== Task to carry out ==
Every line of the records must be repeated exactly; pictures stay out.

Labeled-object pointing entries
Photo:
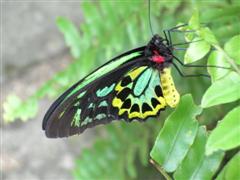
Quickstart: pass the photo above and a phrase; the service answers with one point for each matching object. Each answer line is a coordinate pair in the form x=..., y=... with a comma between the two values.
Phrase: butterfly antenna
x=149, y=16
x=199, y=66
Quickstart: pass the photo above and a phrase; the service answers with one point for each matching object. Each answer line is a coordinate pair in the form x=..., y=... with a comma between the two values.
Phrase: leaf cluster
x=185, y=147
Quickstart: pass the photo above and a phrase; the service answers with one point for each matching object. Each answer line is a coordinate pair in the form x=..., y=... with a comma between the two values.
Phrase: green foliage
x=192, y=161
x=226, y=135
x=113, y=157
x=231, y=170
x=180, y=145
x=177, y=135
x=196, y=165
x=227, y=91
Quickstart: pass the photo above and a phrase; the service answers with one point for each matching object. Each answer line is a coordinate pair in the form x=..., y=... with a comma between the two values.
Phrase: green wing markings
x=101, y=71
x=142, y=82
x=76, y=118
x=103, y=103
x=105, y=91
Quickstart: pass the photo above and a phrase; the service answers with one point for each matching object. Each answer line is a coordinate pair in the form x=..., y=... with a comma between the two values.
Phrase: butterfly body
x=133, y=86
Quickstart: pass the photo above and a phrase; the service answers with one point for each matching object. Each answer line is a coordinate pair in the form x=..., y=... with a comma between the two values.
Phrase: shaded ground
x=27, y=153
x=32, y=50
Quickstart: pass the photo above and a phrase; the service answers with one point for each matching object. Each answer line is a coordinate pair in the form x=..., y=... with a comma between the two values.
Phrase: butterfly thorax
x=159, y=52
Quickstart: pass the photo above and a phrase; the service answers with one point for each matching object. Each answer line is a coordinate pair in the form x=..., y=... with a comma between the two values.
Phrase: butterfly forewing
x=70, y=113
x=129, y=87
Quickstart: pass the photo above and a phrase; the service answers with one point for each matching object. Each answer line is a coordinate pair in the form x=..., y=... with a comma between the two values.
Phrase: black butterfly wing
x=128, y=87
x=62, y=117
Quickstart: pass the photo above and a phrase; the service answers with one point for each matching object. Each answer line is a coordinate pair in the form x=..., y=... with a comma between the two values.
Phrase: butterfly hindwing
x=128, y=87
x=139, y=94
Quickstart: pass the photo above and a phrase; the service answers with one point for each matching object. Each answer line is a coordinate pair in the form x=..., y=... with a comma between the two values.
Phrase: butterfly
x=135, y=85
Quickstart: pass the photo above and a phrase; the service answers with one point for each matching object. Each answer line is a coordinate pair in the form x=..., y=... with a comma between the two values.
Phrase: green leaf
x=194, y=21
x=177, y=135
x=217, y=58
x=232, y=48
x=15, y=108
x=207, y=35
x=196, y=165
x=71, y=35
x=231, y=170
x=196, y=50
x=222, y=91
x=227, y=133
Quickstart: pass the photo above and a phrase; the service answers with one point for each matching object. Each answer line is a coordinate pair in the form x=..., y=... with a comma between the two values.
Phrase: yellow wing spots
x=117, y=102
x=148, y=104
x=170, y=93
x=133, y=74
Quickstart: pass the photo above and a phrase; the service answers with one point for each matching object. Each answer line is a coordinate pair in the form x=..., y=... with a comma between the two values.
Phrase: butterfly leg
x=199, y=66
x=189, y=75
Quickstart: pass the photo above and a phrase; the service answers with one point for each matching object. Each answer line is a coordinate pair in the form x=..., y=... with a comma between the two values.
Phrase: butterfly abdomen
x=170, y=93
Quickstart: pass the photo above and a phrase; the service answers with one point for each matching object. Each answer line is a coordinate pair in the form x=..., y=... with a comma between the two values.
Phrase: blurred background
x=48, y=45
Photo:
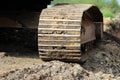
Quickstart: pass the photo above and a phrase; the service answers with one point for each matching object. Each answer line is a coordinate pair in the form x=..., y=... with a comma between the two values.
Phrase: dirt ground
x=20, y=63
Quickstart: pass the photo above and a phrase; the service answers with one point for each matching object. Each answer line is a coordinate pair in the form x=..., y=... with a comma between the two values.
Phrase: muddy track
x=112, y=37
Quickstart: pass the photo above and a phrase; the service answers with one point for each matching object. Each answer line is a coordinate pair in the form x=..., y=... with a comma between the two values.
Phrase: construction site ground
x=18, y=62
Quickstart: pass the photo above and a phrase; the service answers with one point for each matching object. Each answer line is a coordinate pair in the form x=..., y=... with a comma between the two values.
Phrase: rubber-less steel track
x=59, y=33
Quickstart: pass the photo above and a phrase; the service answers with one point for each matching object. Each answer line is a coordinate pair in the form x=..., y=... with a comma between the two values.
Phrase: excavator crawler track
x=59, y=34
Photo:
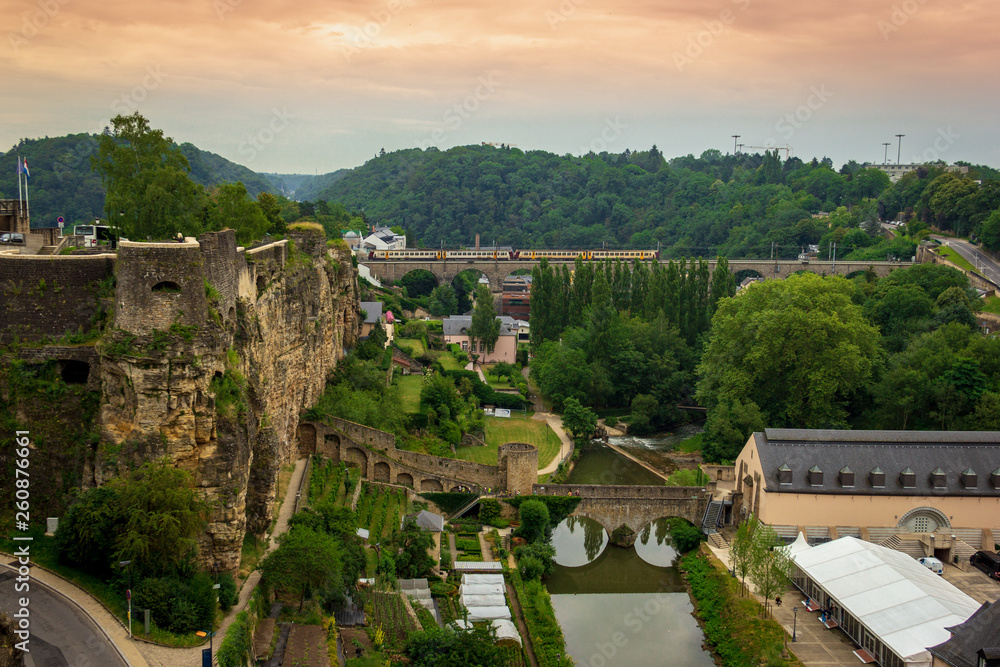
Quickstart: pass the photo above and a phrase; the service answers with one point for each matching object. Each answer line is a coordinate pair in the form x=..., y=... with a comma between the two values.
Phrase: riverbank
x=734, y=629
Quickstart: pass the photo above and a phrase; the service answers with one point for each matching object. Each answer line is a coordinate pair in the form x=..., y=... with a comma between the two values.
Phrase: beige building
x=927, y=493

== Problem solution ==
Photo:
Quickstart: pass the photo above and a phrase; the service answers with one point for each matching object. Each answer line is a coordinate pair in the form x=..., y=... with a comma between the two values.
Phrase: butterfly antenna
x=149, y=16
x=199, y=66
Quickstart: pass the photo above and a phrase; the service answers with one point for each matching object. Each answer line is a coordinate pair in the form x=..., y=... with a comma between the two values.
Phrase: leaf cluster
x=185, y=147
Quickstart: pass the photo above and a phrase; the service answers with one point for each matching object. Each answer line is a coordinate pair in the form x=..., y=... with a comma between the two values.
Phrase: green foliage
x=192, y=161
x=226, y=135
x=113, y=157
x=231, y=170
x=180, y=145
x=177, y=135
x=196, y=165
x=227, y=91
Quickstart: pass the photo above and a phrase; the service answers with one point for each matching object. Each answer line is a coordinate pair in the form x=..., y=... with a comma between the two values.
Phrase: green wing markings
x=101, y=71
x=142, y=82
x=76, y=118
x=103, y=103
x=105, y=91
Quickstart: pass the photo above and a phrase; the service answers with one point for each matching object. Each answer line is a coordinate pair in the form x=..., y=... with a comma between the two values.
Phrase: butterfly body
x=133, y=86
Quickstart: pass the photo above and a phrase; the service answers with one point for each matching object. Each answer line is a coordinate pair in the form x=..., y=... with a comma between the two values.
Phrase: shaded ground
x=27, y=153
x=32, y=50
Quickstart: pass the photo above and a phrase; the service answers with one point for each matching object. Each answer line is a coordinate pair in the form x=..., y=... with a comma between the two values.
Phrase: butterfly thorax
x=159, y=52
Quickstart: pass the photo above and a phrase; the service answers with one point for each matching object. Each answer line is a coordinate pair in the form x=..., y=... with a comma between the two values.
Phrase: butterfly forewing
x=70, y=113
x=129, y=87
Quickstart: pass the photo above and a phrase; the service answers with one point for each matching object. Each answer line is a coordinate pair in the form x=..., y=... with a comma between the two values.
Phrase: black butterfly wing
x=128, y=87
x=62, y=117
Quickstart: pass the photo above and a phrase; the service answers with one point for each matching object. Each answer line is a coordinate pair in the form x=..., y=... with a comma between the two values.
Phrase: butterfly hindwing
x=128, y=87
x=139, y=94
Quickstart: pass the photo above and a phrase; the service answers with one point for each matching object. Each answer line is a coordinate pair in the form x=..., y=... with a comma between the two values.
Phrase: butterfly
x=135, y=85
Quickstart: pass the photo above and a phrase; the service answers with one point for each matching object. Each answer line is a coordinate pair in the form x=..., y=... with a comma between the two values.
Phrase: green leaf
x=194, y=21
x=177, y=135
x=217, y=58
x=232, y=48
x=15, y=108
x=207, y=35
x=196, y=165
x=71, y=35
x=231, y=170
x=196, y=50
x=222, y=91
x=227, y=133
Quickstart: pass the photo above and a phrase; the service answers with one point for each matching object. Each answer line is a coordinate pair in the form x=..., y=... with a comma between the two values.
Phrase: yellow wing spots
x=117, y=102
x=148, y=104
x=170, y=93
x=133, y=74
Quickstart: pass the photo above and a phrase; the service answers with one point for each matching object. Each answer line is a coordinate pair in the form x=..., y=... with a comma between the two values.
Phrase: butterfly leg
x=199, y=66
x=189, y=75
Quickstart: pass the photo above and a phrase; the service answers with one point for each matching object. Each answer line is a coordinate pair in the form x=..., y=... with a comma between the two values.
Phrase: butterfly abdomen
x=170, y=93
Quickstart: pass the photo above and a phrase; the service answers with one point for each matching object. Each answer line is a coordinate pair in the form x=..., y=... with a comma between the two values.
Phrase: blurred background
x=48, y=45
Photo:
Quickstart: pass the photo above and a phrase; the service answers with one point for each matching object. Each answer line is a coordinate pair in the form x=..., y=... with a comma between the two values.
Phrase: dirt ground
x=20, y=63
Quickstart: pass the photo above and a phrase; the service answers with one point for each matching object. Each answer line is a coordinate pair in the form x=..., y=... with a comma between the two values.
Phrase: muddy track
x=112, y=37
Quickstart: pass the photo above and a phrase; the service answers with one point for each matching object. Each answer line is a coordinate pair in the form x=..., y=... with a comma between the two values.
Phrase: construction site ground
x=18, y=62
Quickstart: pass the photo above and a phrase; the service answers with one point for each matching object. Each answer line is a coordinate pair in the form x=..., y=... with a comma between the two values.
Phrase: rubber-less steel track
x=59, y=33
Quickstart: pass the photo above and a phrase; the service answers with one point for each matching object. Each answer line is a coordinate pair in the form x=..., y=... with a comma between the two values.
Phrase: excavator crawler track
x=59, y=34
Photo:
Quickstart: pass the photo above and a phrase; the service answers with one point for each matching object. Each answer line is a coordinate pair in the form x=..., y=... with a comma between the two values.
Phrase: riverbank
x=734, y=629
Quickstart: pass the photo above and a phrase; the service answers with one point for each matching object. Each answer line is a coordinate pair in the form x=..., y=... with a comma between the two values.
Phrase: beige building
x=927, y=493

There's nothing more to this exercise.